(What you are asked to do)
Transcribe the entries in full, keeping each word as it is.

(Recorded data)
============
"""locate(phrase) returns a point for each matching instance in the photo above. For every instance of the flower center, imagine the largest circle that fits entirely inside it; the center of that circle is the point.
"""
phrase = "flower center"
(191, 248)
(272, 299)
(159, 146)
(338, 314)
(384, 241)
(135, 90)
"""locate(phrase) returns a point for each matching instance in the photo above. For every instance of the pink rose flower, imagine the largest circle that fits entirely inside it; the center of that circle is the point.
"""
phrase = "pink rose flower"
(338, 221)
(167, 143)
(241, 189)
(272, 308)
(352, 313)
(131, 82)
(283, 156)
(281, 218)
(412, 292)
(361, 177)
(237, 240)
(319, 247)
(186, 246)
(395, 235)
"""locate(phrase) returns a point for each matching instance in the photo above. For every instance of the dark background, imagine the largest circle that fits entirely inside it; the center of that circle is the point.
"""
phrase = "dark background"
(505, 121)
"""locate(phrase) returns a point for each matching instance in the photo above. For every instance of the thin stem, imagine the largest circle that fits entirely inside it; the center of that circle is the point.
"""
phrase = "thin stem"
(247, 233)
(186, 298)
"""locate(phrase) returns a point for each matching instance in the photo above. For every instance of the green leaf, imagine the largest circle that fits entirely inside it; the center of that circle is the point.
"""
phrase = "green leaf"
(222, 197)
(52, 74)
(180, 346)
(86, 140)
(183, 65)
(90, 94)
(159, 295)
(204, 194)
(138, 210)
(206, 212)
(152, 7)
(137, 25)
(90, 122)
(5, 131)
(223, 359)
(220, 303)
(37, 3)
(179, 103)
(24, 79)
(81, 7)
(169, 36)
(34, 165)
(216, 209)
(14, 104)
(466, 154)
============
(Solution for this exercise)
"""locate(phrase) returns a point for each matching instance in the photo above. For every instance of the flower center, imagine the largest circle that fits entirely inside it; the center of that circle is the point.
"""
phrase = "flower center"
(191, 248)
(272, 299)
(159, 146)
(338, 314)
(384, 241)
(135, 90)
"""locate(phrase) returns a point for each matching instance in the photo above. For every instance of the pink rose flower, imagine the largest circle that fits entirely inside it; the center of that circle is the point.
"""
phrase = "pink rose flower"
(338, 221)
(167, 143)
(241, 189)
(272, 308)
(352, 313)
(131, 82)
(283, 156)
(281, 218)
(412, 292)
(361, 177)
(237, 240)
(319, 247)
(186, 246)
(395, 235)
"""locate(phrase) returns a point for each matching instance in the photo above. For every instance of the dark background, imagine the largest circle that fits entirely inside it; the center of that circle is the point.
"""
phrase = "dark background"
(505, 121)
"""locate(phrase) returns a point for each matching instance in the photo above. For every instance of the thin stem, imagine the largest circle that fits entirely inside it; the center of that circle is the point.
"""
phrase = "thin stem"
(247, 233)
(186, 298)
"""locate(phrase) returns a point for each matching instance in the photo above. For every instance of the green leaf, imagine the largest circle that fits entirely inside it; the center of that circle is the point.
"""
phrase = "green leaf"
(222, 197)
(52, 74)
(180, 346)
(86, 140)
(183, 65)
(90, 94)
(159, 295)
(204, 194)
(138, 210)
(206, 212)
(152, 7)
(137, 25)
(90, 122)
(5, 131)
(223, 359)
(220, 303)
(37, 3)
(179, 103)
(24, 79)
(81, 7)
(169, 36)
(34, 165)
(216, 209)
(14, 104)
(466, 154)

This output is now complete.